## Record set
________
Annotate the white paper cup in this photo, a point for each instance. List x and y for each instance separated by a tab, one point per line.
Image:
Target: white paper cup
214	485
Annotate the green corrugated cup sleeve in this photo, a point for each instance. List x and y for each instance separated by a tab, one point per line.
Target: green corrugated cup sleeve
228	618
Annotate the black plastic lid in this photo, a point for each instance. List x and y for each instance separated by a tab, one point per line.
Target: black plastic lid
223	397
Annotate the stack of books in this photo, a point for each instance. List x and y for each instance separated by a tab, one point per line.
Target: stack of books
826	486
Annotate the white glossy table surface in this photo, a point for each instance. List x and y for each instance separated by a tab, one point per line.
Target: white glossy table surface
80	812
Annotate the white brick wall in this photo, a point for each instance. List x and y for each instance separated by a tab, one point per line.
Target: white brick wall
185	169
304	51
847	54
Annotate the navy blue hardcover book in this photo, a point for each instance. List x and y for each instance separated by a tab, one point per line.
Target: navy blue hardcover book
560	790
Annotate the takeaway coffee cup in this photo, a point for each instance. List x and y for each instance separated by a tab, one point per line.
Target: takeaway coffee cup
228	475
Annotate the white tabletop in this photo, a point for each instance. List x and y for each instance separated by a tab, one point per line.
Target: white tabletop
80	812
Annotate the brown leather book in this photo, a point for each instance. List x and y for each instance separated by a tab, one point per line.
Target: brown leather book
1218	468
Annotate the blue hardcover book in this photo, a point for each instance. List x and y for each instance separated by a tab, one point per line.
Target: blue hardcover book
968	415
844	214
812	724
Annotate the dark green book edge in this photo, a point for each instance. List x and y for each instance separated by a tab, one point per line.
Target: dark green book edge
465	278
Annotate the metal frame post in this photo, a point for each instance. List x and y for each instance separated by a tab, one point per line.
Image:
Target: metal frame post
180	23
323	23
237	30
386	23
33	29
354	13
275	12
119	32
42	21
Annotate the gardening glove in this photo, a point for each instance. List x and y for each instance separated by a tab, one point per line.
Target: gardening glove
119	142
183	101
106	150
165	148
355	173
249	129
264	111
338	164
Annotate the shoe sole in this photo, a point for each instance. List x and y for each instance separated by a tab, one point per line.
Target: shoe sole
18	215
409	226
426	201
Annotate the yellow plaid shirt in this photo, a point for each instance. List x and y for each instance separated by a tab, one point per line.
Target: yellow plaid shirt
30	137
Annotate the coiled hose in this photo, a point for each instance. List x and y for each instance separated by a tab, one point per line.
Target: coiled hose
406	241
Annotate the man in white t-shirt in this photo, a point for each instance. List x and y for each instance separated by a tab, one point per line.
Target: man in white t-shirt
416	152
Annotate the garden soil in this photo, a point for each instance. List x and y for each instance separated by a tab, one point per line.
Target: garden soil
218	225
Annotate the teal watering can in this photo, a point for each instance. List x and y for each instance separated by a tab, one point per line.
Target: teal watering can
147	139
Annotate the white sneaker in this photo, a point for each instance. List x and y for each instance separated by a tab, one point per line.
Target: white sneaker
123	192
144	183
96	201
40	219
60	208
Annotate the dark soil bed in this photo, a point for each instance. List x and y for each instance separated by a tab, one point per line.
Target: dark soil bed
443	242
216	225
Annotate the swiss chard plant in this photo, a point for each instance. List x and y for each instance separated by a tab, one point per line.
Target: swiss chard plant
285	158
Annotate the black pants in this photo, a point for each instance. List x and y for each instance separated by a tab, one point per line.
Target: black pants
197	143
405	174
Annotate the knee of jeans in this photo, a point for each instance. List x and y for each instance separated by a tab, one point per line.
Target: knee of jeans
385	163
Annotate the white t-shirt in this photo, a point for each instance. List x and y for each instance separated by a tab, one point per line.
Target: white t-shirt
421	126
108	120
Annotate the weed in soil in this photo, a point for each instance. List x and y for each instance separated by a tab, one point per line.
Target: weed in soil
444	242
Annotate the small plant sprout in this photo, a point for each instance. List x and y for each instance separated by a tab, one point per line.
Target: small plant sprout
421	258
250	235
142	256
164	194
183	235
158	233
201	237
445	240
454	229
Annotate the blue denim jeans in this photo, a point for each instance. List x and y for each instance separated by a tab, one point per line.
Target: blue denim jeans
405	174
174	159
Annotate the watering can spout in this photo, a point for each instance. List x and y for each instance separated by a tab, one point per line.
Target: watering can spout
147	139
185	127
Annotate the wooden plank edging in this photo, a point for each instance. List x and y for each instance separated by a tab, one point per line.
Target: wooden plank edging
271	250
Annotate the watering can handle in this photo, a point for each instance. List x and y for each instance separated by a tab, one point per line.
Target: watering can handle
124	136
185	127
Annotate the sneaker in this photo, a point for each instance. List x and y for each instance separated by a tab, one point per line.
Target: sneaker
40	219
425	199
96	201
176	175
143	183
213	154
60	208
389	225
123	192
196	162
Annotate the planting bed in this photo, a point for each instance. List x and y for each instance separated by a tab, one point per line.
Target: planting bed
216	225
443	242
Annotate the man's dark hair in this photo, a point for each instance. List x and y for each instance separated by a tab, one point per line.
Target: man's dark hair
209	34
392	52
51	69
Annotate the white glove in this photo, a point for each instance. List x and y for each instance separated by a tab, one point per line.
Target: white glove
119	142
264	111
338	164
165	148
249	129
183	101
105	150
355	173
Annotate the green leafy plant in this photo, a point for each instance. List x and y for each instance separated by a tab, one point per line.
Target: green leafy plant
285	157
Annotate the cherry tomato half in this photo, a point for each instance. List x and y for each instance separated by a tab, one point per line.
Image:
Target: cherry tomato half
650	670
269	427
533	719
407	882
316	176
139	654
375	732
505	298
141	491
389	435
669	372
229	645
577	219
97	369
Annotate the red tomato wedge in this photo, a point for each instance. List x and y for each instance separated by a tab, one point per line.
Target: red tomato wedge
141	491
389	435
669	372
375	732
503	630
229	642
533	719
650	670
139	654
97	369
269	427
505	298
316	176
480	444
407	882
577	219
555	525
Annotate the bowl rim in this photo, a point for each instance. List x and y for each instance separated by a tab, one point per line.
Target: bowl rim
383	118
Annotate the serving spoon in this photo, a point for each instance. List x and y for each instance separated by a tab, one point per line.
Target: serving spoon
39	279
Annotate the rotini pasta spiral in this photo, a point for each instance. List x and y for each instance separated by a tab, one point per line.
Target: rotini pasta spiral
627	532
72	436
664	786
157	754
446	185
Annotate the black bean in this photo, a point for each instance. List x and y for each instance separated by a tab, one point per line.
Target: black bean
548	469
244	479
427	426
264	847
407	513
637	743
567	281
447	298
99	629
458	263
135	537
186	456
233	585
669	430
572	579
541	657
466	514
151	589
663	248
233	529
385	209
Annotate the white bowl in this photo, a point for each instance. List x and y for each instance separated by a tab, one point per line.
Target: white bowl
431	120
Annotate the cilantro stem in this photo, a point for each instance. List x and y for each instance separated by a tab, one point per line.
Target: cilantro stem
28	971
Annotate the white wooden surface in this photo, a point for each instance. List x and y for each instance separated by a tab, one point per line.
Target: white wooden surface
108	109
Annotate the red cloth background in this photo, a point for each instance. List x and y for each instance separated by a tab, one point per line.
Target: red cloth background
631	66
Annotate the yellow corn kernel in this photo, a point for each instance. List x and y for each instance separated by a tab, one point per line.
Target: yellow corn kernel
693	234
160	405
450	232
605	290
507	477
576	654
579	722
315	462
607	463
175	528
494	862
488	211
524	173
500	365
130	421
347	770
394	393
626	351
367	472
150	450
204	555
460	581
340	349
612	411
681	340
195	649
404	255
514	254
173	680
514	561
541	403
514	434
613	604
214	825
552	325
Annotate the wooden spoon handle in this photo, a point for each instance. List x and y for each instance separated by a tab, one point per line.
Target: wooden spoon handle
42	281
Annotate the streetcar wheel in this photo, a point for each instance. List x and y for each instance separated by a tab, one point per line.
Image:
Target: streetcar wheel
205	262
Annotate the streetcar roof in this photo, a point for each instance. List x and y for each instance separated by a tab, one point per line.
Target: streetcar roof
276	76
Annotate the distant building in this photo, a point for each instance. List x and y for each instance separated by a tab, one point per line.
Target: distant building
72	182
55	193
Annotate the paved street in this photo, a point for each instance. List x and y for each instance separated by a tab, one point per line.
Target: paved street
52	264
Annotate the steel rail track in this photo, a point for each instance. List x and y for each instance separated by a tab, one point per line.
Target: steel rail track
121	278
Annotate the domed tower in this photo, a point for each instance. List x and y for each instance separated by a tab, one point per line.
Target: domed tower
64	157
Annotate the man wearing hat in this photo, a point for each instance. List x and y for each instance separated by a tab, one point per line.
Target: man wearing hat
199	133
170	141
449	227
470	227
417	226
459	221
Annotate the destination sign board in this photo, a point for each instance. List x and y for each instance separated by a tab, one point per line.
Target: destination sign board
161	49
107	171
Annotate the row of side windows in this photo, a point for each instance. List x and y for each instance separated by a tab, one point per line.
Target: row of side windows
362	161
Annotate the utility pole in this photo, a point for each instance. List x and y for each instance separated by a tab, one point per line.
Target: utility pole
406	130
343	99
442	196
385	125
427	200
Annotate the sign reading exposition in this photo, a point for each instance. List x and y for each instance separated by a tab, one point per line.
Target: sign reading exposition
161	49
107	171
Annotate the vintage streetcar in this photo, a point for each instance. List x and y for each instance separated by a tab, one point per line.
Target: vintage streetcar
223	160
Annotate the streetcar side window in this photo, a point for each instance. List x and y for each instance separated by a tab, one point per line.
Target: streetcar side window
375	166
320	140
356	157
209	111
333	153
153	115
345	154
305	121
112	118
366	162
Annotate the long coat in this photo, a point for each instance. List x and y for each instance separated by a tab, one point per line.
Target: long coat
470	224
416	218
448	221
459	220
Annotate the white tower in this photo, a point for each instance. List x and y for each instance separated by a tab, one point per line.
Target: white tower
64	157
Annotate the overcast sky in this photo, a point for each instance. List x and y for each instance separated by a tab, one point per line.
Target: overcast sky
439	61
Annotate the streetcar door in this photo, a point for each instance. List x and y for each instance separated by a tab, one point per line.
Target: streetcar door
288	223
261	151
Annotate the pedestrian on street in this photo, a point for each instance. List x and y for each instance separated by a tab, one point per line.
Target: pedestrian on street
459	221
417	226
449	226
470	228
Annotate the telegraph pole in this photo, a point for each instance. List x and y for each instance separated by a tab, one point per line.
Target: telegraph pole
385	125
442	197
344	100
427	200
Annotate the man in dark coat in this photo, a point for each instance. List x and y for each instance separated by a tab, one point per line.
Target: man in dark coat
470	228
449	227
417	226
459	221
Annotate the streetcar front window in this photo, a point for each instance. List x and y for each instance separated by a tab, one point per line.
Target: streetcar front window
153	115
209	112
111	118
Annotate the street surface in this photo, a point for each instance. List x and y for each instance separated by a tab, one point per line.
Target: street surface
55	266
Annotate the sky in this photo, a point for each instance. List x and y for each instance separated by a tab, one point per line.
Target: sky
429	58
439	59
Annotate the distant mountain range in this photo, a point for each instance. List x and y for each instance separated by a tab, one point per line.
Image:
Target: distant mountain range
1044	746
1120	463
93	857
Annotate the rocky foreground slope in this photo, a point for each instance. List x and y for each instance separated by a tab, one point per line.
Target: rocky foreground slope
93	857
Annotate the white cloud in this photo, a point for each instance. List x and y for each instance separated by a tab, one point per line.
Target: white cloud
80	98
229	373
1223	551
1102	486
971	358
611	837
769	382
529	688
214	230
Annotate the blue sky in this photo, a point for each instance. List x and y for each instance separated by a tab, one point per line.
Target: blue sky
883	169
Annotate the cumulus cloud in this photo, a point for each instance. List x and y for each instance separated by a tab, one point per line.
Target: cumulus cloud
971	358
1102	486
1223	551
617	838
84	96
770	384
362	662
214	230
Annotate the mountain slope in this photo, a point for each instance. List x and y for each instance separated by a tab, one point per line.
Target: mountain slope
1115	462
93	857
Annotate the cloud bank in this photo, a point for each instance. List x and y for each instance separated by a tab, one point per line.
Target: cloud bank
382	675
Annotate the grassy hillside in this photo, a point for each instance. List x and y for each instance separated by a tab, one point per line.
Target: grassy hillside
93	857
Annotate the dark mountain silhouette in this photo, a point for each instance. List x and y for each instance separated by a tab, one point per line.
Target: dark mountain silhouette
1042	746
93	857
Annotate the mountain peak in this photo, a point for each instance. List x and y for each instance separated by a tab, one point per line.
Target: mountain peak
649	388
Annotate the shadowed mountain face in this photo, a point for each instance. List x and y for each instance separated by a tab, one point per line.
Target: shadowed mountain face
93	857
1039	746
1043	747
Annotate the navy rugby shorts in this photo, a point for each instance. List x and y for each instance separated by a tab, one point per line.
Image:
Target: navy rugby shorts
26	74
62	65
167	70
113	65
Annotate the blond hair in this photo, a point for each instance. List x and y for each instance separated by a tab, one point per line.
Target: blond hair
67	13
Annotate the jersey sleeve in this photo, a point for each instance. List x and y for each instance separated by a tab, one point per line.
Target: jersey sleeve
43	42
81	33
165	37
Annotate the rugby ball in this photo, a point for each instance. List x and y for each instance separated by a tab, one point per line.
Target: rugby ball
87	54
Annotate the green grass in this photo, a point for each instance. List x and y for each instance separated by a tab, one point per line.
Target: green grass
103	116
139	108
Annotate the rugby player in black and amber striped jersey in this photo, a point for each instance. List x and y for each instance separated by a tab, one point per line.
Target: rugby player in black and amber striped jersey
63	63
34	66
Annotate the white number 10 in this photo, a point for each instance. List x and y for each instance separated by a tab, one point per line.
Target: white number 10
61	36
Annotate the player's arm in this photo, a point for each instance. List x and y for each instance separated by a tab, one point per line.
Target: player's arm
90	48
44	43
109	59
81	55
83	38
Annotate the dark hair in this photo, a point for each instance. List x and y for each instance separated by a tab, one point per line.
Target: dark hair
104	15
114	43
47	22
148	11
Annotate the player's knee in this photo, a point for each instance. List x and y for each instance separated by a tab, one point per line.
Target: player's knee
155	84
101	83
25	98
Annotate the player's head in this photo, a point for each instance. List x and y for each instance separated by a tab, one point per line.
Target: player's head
________
## Given task
Quote, without any change, each line from the one that contains "Annotate the jersey" through the end of the material.

## Task answer
Annotate the jersey sleeve in this photo, a point for each instance. List x and y for each instance separated by a tab, one point per line.
Target: jersey sleeve
43	42
81	33
165	37
Annotate the rugby ball in this photo, a point for each instance. List x and y for each instance separated by a tab, one point per line.
Target: rugby ball
87	54
Annotate the green grass in this photo, a point for each instance. List x and y for each instance separated by a tab, one point per line.
Target: green grass
103	116
139	108
Annotate the rugby player in black and amber striped jersey in this photo, a point for each instance. List x and y for each instance separated by a tab, one point per line.
Target: rugby player in black and amber striped jersey
63	63
34	66
Annotate the white number 10 in this photo, a point for each instance. List x and y for each instance separated by a tab, one point per line.
Target: white number 10
61	36
Annotate the player's arm in this photo, a point for each instance. List x and y for each instance separated by a tab, one point per line.
Target: player's arm
90	48
44	43
109	59
81	55
83	38
Annotate the dark hair in this photo, a point for each instance. List x and y for each instance separated by a tab, one point per line.
Target: dark hair
104	15
114	43
47	22
148	11
Annotate the player's knee in this photo, a point for each instance. List x and y for each instance separated by a tab, one point per line.
Target: player's knee
155	84
101	83
25	98
Annotate the player's head in this photo, a point for each instance. List x and y for each instance separated by a tab, one point per line.
Target: player's head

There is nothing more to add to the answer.